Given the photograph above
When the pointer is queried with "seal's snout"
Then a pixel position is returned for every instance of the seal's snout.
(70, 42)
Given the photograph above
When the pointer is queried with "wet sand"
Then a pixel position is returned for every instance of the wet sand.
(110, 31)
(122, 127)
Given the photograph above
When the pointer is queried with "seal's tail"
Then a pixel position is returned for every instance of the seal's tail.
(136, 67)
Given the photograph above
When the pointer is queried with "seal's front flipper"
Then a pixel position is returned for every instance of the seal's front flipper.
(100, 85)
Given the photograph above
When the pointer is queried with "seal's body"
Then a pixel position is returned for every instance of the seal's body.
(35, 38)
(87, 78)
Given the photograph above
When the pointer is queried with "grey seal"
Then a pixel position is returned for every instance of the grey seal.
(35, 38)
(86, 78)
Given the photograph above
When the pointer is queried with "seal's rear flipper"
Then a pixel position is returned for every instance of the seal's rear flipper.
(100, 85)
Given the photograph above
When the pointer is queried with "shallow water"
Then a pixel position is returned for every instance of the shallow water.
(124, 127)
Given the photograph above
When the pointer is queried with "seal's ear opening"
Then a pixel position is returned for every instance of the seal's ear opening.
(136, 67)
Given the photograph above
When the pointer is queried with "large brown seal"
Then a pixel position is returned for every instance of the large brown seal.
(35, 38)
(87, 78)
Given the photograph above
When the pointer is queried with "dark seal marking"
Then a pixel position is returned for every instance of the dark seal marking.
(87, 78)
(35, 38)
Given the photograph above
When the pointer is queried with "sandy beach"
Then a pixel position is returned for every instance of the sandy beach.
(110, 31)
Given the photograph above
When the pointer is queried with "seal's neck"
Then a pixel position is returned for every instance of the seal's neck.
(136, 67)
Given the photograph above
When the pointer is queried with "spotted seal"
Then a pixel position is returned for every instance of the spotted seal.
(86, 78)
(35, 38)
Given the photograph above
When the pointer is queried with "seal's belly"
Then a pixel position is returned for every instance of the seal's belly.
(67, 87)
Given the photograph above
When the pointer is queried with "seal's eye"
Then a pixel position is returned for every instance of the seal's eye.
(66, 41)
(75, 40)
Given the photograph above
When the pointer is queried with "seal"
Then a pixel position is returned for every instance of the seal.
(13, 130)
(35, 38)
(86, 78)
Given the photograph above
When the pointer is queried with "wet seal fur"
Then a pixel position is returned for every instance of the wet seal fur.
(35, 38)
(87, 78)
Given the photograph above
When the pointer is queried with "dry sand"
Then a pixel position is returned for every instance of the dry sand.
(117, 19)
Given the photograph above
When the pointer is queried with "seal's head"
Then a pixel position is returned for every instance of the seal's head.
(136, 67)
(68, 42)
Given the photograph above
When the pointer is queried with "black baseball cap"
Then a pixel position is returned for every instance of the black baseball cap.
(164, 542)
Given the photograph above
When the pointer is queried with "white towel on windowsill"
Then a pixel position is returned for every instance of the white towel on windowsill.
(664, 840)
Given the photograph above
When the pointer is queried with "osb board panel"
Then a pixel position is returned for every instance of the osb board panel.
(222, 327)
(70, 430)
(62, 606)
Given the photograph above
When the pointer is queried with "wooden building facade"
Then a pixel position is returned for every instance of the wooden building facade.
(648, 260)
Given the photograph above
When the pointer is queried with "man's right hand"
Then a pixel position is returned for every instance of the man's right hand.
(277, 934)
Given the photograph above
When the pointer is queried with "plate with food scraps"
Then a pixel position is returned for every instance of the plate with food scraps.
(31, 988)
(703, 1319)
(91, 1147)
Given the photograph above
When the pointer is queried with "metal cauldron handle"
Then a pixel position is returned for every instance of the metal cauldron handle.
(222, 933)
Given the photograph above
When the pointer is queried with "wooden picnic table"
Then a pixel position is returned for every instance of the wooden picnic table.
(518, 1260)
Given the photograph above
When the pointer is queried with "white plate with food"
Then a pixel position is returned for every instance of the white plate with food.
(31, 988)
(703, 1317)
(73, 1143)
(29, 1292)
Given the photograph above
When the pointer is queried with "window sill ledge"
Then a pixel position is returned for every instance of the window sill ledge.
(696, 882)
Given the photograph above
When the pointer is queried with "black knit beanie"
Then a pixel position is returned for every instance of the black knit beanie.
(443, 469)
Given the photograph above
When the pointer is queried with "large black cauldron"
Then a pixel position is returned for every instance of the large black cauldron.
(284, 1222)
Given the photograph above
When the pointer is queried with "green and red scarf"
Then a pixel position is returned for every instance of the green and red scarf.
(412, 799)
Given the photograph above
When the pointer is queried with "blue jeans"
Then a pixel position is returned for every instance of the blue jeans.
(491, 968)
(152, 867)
-------
_Exercise prompt_
Would you reproduce the whole listing above, word for word?

_Expected output_
Given the photograph above
When the pointer is queried with "seal's snout"
Then a pixel position is returned for every instance of the seal's snout.
(70, 42)
Given the photograph above
When the pointer is queried with "wet sand"
Then a pixel position is returned for every instance of the wet sand.
(110, 31)
(122, 127)
Given the photograph above
When the pointer is queried with "seal's tail"
Then a pixel position is returned for every instance of the seal's tail.
(136, 67)
Given the photograph above
When the pointer is queried with "seal's front flipper"
Then a pixel position is returned for every instance of the seal's front flipper.
(100, 85)
Given the photograph above
When the pointer is queried with "seal's body"
Then a pixel position is returned for every instance of the seal's body.
(35, 38)
(87, 78)
Given the photograph above
When the pointer is queried with "grey seal"
Then a pixel position is returned for every instance of the grey seal.
(35, 38)
(86, 78)
Given the photograph above
When the pointer is queried with "seal's rear flipper"
Then a pixel position is returned for every instance of the seal's rear flipper.
(100, 85)
Given the photograph above
When the pointer is queried with "shallow water"
Then a pixel position is returned for every instance of the shallow water.
(124, 127)
Given the photograph above
When the pointer is queried with "seal's ear opening"
Then a pixel position is returned for every instance of the seal's ear opening.
(136, 67)
Given the photograph above
When the pointer is queried with "large brown seal"
Then a pixel position is returned for every instance of the large brown seal.
(35, 38)
(87, 78)
Given the photograph above
When the pointer is queried with "dark seal marking"
Then a pixel position is returned for every instance of the dark seal marking.
(87, 78)
(35, 38)
Given the photograph above
When the pointer is queried with "sandy beach"
Then a pixel position is returned for every instance of the sandy beach.
(110, 31)
Given the photograph above
When the pointer is queried with "seal's neck"
Then a pixel position is returned for every instance of the seal's neck.
(136, 67)
Given the photograph above
When the pointer is queried with "spotted seal"
Then a pixel position is returned for every instance of the spotted seal.
(86, 78)
(35, 38)
Given the photograph above
When the pointer is queried with "seal's belly"
Then a pixel position is returned for every instance of the seal's belly.
(67, 87)
Given the photograph above
When the pointer is queried with "seal's eye"
Then a pixel position is returned for every instance of the seal's eye.
(66, 41)
(75, 40)
Given the photograph above
When the pointer is queried with "seal"
Then a pixel position is returned for every instance of the seal.
(13, 130)
(35, 38)
(86, 78)
Given the photograph above
When the pointer is queried with "wet seal fur"
Then a pixel position is returned for every instance of the wet seal fur.
(35, 38)
(87, 78)
Given the photograph above
When the pointer is queried with "dry sand"
Then a pixel position is returned for every instance of the dry sand.
(117, 19)
Given the photograph above
When the pointer is queried with "seal's head"
Then a pixel position is returned for every instance of the seal's head.
(136, 67)
(68, 42)
Given the photograph above
When the pointer is queried with "black baseball cap"
Then a pixel position is returned for every instance of the black baseball cap.
(164, 542)
Given the photograph above
When the pointer is queried with "white towel on windowsill"
Then a pixel position is returned for every instance of the white towel on windowsill.
(664, 840)
Given the photograph above
When the pointer is queried with "osb board panel"
Then a pixel position is returned for every instance of the osb board panel.
(222, 327)
(70, 430)
(62, 606)
Given the photograph above
When the pointer is queried with "wooden building facade"
Then a pixel position is returned for every instance of the wooden building facade.
(648, 260)
Given the photograph above
When the pointer is queried with "man's right hand"
Then a pixel position is returned for every instance of the man's right hand.
(277, 934)
Given the photograph above
When the pointer is queried with "plate with food scraps"
Then a pixel position is returned for every instance of the plate with food scraps.
(31, 988)
(703, 1319)
(91, 1147)
Given the photograph above
When the pointer is queried with "metal cauldron handle"
Then a pixel position is returned for every instance of the metal cauldron handle.
(222, 933)
Given the photograph above
When the pointer is queried with "wooden picnic table"
Then a pixel position is returned for every instance of the wooden picnic table.
(518, 1260)
Given the photograph above
When the pointer is queried with "white plate with food"
Then a pixel position is returned for every instance of the white plate with food.
(31, 988)
(703, 1317)
(73, 1143)
(29, 1292)
Given the photograph above
When the pointer is queried with "window sill ledge"
Then a pixel position is returned for every instance of the window sill ledge.
(696, 882)
Given the photograph above
When the pointer is queried with "black knit beanie"
Then a pixel position is returned for every instance of the black knit beanie.
(443, 469)
Given the photograph above
When the pointer is queried with "large black cauldron"
Then a pixel position is returned for every instance of the large black cauldron.
(284, 1222)
Given the photograph above
When the pointer is queried with "green and red scarf"
Then a pixel position is returned for every instance of the green and red scarf.
(412, 799)
Given the photograph above
When the pointer is queried with "blue jeans"
Then a pixel position is returned for every instance of the blue jeans.
(491, 968)
(152, 867)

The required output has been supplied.